→ **Task brief**: Beginning at the line that contains "of the denim" and ending at the last line of the records below, retype each line exactly and add nothing.

[Dataset records]
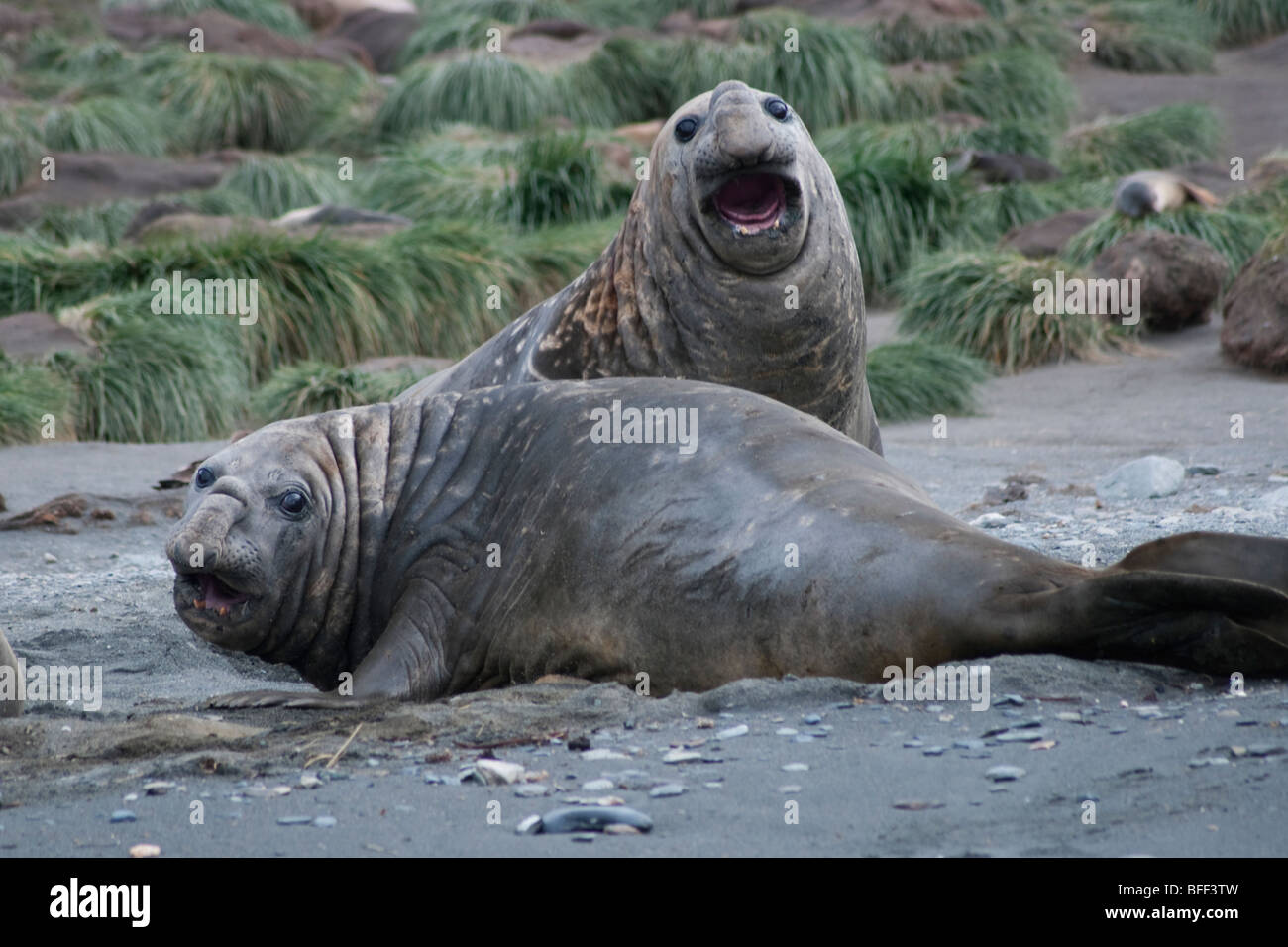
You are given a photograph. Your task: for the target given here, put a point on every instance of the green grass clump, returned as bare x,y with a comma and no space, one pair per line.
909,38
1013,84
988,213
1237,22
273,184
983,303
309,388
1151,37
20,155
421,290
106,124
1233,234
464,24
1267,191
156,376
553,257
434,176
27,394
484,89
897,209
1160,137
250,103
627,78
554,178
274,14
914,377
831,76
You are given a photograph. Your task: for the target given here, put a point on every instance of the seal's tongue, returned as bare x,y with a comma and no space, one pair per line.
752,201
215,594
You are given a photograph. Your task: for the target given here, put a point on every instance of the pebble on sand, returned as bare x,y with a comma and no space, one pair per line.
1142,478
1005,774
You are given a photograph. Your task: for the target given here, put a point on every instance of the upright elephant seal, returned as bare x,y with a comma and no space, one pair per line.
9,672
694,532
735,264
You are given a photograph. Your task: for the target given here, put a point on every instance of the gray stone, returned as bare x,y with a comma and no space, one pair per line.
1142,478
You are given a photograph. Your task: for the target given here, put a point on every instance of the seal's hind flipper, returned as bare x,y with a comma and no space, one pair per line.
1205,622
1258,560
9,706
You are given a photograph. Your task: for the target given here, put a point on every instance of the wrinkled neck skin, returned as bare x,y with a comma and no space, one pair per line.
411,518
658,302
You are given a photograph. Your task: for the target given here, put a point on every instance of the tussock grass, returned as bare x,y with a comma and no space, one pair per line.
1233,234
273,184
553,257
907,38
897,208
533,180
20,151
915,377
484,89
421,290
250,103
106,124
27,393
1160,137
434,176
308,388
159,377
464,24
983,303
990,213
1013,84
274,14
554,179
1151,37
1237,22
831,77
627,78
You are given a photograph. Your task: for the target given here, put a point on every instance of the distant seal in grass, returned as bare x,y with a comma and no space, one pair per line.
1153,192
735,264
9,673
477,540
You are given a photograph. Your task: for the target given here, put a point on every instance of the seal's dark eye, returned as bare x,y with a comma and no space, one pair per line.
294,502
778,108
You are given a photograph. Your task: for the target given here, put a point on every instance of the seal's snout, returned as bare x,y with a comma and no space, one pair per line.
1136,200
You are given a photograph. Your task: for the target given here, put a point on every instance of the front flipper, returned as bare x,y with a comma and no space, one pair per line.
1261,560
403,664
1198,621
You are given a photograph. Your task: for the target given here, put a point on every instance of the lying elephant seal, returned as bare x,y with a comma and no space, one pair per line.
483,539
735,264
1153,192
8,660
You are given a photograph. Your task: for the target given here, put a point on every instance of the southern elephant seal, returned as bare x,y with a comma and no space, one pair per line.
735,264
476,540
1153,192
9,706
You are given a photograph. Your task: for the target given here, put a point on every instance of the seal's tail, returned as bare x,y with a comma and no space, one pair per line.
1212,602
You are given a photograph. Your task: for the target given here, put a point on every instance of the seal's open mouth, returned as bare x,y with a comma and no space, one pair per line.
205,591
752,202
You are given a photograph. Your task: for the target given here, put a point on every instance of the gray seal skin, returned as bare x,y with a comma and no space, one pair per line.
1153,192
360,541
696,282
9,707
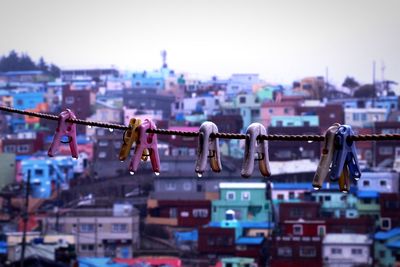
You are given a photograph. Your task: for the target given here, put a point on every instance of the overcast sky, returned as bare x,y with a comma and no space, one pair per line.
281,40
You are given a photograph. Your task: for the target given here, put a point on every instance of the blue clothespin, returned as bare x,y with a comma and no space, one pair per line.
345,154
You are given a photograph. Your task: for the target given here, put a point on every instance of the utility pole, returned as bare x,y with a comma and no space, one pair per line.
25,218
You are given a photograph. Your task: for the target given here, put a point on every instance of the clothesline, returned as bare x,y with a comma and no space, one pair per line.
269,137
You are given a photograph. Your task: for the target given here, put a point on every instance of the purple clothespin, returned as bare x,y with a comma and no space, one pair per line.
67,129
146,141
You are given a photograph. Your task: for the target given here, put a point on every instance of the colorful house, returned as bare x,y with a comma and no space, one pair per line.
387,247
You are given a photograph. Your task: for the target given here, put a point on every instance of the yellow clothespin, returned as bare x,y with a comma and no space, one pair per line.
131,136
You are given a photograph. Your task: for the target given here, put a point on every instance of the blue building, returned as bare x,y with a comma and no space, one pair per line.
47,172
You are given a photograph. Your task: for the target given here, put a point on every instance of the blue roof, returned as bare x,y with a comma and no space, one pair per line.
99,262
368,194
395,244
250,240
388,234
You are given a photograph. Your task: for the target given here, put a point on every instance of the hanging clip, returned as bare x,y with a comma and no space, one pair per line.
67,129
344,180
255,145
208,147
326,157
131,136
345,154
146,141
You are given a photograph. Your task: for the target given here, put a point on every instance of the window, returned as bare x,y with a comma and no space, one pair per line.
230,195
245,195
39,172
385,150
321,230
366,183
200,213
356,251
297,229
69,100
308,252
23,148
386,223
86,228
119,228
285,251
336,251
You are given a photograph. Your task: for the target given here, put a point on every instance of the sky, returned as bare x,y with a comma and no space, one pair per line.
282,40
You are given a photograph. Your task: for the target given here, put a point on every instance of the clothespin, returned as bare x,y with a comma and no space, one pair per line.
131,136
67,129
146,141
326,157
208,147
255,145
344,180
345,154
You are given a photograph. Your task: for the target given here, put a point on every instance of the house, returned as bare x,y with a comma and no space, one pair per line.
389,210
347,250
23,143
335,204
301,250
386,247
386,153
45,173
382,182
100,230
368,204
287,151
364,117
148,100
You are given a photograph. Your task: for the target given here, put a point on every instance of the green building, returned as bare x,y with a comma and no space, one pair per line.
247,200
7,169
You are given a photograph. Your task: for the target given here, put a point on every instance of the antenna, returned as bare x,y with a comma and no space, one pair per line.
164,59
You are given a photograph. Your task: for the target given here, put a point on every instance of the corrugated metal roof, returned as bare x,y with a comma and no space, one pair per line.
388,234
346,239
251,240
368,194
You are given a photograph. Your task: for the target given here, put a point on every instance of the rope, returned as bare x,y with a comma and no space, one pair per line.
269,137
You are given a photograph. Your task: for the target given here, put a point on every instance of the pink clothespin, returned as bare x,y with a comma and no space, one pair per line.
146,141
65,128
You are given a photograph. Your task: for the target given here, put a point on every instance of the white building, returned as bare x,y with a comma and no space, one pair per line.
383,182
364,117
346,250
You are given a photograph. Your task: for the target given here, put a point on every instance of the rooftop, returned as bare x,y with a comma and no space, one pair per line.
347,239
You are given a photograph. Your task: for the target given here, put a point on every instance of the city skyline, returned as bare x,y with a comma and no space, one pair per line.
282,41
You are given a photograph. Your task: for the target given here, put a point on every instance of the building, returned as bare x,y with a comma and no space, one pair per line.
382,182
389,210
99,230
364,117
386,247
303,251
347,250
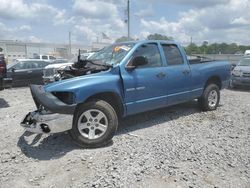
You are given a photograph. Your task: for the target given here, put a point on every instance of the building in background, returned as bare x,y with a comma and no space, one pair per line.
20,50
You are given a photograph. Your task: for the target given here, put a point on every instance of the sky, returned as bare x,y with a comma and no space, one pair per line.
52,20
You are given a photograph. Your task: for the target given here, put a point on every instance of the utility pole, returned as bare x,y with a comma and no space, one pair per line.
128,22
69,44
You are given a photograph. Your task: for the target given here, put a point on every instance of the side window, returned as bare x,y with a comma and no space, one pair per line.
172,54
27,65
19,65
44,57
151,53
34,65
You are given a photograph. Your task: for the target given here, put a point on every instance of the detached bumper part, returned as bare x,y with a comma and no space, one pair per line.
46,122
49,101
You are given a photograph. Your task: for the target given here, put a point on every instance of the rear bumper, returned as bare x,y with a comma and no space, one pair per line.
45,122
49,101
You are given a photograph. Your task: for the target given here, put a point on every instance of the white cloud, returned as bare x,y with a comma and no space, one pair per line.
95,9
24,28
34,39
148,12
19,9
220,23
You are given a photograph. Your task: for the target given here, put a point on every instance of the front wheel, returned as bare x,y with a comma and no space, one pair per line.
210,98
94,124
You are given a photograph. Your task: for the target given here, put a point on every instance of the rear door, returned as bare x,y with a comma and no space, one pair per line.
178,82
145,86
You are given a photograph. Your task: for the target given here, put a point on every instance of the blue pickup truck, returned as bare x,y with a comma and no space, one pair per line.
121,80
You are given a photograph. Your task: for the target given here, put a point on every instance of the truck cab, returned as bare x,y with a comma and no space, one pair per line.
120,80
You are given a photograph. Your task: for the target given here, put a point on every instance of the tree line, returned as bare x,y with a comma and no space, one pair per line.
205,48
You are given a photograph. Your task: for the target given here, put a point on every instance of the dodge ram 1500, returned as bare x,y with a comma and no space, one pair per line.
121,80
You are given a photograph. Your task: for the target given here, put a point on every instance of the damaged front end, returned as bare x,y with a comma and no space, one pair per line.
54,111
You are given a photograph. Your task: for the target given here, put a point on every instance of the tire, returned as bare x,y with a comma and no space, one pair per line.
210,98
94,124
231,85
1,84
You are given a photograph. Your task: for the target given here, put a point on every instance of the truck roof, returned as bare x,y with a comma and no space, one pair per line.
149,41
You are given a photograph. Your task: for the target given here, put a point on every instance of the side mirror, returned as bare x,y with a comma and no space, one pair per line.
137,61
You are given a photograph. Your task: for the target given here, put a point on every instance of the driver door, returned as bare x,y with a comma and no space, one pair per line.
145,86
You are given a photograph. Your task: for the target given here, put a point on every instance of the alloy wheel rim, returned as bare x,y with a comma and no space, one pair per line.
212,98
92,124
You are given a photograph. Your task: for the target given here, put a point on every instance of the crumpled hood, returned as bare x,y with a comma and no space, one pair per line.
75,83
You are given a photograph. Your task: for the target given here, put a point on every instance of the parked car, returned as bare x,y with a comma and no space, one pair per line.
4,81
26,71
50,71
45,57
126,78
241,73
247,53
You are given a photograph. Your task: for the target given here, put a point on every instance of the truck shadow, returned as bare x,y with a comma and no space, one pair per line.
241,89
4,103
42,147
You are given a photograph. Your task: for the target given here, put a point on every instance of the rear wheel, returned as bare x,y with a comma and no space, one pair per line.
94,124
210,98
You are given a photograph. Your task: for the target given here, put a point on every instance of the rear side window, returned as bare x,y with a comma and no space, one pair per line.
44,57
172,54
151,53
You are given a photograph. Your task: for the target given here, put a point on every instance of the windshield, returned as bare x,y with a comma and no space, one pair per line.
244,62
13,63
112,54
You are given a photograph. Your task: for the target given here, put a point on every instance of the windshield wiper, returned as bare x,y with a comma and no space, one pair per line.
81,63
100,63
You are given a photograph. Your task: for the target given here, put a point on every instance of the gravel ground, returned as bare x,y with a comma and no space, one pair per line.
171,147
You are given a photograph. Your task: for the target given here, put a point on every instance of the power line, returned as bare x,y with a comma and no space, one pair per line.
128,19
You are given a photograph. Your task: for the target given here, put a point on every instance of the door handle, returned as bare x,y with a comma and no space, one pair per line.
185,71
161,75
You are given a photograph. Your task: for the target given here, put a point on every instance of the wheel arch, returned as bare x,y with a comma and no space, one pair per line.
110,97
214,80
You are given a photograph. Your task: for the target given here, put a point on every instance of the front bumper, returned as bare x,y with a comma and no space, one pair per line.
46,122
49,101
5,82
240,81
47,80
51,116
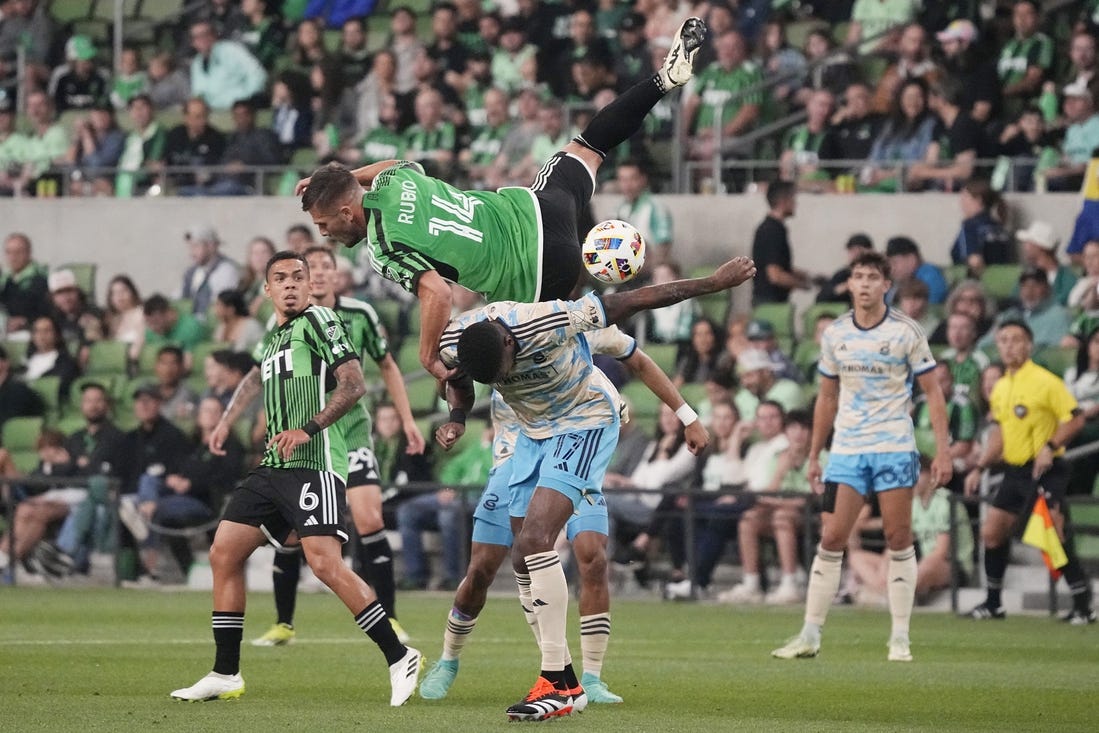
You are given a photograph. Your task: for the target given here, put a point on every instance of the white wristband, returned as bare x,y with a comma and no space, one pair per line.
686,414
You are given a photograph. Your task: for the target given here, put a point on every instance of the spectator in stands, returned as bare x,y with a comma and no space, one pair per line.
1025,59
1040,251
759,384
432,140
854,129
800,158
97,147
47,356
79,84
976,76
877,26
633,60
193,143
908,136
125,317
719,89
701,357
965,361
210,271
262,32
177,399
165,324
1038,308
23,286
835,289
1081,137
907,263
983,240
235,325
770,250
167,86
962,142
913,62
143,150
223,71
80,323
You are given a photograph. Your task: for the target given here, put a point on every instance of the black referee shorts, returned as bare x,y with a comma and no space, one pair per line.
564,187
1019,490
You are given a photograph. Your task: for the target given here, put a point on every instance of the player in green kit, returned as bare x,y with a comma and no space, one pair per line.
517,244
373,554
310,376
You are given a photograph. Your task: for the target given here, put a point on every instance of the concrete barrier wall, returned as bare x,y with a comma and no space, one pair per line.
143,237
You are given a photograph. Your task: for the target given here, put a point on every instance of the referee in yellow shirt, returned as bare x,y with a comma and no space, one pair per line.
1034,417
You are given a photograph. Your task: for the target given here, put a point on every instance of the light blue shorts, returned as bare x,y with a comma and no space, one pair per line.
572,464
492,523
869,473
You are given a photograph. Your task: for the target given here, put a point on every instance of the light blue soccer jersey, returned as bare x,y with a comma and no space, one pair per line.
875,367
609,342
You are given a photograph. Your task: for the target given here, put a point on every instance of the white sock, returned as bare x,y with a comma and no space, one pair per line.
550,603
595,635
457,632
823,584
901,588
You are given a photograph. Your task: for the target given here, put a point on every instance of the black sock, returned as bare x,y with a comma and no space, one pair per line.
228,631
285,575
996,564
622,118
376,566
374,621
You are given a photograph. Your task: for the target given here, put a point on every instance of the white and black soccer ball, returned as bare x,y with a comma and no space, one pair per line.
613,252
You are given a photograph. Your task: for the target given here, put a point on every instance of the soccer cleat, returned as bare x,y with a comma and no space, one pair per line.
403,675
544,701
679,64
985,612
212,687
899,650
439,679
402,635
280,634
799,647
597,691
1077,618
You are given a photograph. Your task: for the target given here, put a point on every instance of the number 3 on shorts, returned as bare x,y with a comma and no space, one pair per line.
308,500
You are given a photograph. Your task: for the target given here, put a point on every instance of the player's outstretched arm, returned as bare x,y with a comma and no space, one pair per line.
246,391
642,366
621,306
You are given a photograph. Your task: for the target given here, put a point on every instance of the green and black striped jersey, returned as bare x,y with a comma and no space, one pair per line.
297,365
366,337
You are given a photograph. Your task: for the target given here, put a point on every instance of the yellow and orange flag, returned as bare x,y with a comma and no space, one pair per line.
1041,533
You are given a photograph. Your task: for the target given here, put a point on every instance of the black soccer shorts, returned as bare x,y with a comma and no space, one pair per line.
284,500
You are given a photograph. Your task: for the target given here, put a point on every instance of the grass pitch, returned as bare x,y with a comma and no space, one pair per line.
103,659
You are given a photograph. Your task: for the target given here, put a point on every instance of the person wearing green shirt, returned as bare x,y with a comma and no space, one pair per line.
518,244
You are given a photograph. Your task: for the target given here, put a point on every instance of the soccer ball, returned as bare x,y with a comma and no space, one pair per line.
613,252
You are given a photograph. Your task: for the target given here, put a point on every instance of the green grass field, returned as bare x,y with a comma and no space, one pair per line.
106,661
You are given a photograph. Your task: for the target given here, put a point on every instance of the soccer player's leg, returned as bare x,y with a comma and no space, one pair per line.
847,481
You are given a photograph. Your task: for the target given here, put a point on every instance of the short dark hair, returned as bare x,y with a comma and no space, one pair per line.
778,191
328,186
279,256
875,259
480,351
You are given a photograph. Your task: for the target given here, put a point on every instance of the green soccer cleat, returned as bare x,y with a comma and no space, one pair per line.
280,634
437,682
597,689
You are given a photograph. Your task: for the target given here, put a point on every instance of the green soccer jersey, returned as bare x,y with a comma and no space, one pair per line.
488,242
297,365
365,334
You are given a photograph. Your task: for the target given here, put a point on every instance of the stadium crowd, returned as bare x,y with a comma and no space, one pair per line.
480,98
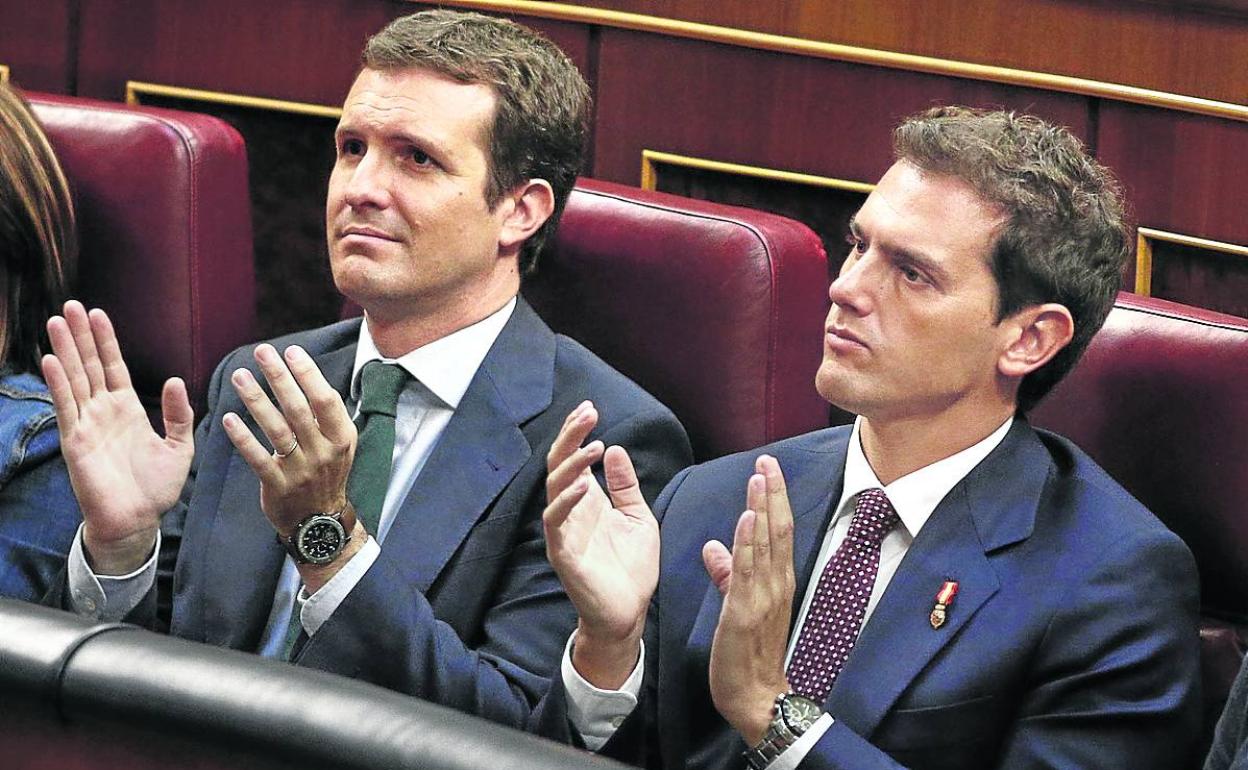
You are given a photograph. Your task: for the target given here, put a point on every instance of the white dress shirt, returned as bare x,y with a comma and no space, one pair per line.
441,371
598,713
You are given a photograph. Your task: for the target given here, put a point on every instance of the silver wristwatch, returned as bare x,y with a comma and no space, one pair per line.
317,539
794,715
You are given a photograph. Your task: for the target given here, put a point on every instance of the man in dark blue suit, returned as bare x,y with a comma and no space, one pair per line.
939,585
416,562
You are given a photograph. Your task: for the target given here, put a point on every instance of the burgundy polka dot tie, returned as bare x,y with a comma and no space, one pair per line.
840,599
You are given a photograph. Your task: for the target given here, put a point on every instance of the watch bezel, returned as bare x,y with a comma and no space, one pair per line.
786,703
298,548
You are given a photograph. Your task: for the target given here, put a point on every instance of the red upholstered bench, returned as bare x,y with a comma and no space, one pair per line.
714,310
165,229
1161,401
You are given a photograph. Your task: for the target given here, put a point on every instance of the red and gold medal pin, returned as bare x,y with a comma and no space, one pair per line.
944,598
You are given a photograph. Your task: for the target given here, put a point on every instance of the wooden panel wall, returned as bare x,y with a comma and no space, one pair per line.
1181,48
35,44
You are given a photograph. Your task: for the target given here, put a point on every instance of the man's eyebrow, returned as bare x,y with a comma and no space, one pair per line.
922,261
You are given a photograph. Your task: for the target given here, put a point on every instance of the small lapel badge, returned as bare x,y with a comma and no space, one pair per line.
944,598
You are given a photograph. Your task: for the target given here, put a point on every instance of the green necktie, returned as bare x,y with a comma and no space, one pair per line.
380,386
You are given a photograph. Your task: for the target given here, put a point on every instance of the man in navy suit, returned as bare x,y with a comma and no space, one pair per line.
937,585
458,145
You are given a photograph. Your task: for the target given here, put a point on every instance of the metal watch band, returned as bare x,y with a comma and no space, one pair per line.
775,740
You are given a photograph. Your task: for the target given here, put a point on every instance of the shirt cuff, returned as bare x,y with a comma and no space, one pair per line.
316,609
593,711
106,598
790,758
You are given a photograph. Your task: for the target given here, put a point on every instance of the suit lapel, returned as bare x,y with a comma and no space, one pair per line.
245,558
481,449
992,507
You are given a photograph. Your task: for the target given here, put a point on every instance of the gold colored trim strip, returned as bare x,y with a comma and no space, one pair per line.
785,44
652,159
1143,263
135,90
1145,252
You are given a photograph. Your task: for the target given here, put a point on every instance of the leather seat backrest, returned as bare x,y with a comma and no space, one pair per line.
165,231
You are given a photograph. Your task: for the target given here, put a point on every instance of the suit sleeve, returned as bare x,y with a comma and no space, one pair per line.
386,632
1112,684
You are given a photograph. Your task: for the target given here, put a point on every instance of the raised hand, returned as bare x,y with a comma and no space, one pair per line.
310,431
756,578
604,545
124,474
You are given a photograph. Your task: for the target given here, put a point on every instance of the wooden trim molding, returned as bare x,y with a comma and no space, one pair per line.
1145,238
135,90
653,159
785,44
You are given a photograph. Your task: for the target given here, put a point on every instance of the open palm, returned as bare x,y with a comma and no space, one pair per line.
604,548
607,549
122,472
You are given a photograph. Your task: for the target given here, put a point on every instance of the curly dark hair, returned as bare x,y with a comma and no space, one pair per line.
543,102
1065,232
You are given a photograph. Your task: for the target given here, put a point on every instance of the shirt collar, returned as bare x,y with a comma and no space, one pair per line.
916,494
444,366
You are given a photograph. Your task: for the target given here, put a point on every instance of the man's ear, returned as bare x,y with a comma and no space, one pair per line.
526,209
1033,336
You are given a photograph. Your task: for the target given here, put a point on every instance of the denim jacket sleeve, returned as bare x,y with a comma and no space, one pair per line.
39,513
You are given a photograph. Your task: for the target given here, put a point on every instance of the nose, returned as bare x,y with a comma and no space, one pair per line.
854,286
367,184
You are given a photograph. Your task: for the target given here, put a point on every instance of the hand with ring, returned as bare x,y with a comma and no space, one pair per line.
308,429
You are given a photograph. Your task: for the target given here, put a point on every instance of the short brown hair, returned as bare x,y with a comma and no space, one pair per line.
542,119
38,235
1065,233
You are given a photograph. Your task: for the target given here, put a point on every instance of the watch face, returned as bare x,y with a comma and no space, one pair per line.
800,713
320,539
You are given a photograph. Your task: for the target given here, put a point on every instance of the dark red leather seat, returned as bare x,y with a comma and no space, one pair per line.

→ **Answer box**:
You are given a photograph. Your task: for the target given here, put a point on every instance of the denim jacket sleeve, returned as bare x,y with a comma and no space, one pair per line.
39,513
You are given a photograph. Your task: for the target given here, put a point on every instance of the nose, returned as bare x,y with a comma and no space, one pair per line.
854,286
367,184
You are given a photograph. Your task: for the target given here, put a point on every instance of the hand with ring, returned as bare x,y with a comma and no space, one pair per line.
308,429
You are given a photograph. Your task: for the target given here, put a point on every instance of the short brown hair, returned as bare x,y with a comma and no space, one pair per line.
542,119
38,235
1065,233
You are given a photograph. Your task: for the target given here, put a point on every instance of the watch face, returned as bare x,y with a comma and no space, one pair per line.
800,713
320,539
You are given a photograph. Your task: for the target given here, put a point on every instance of the dark red leather seat, returned as bare x,y with a comma and no space, one pair per line.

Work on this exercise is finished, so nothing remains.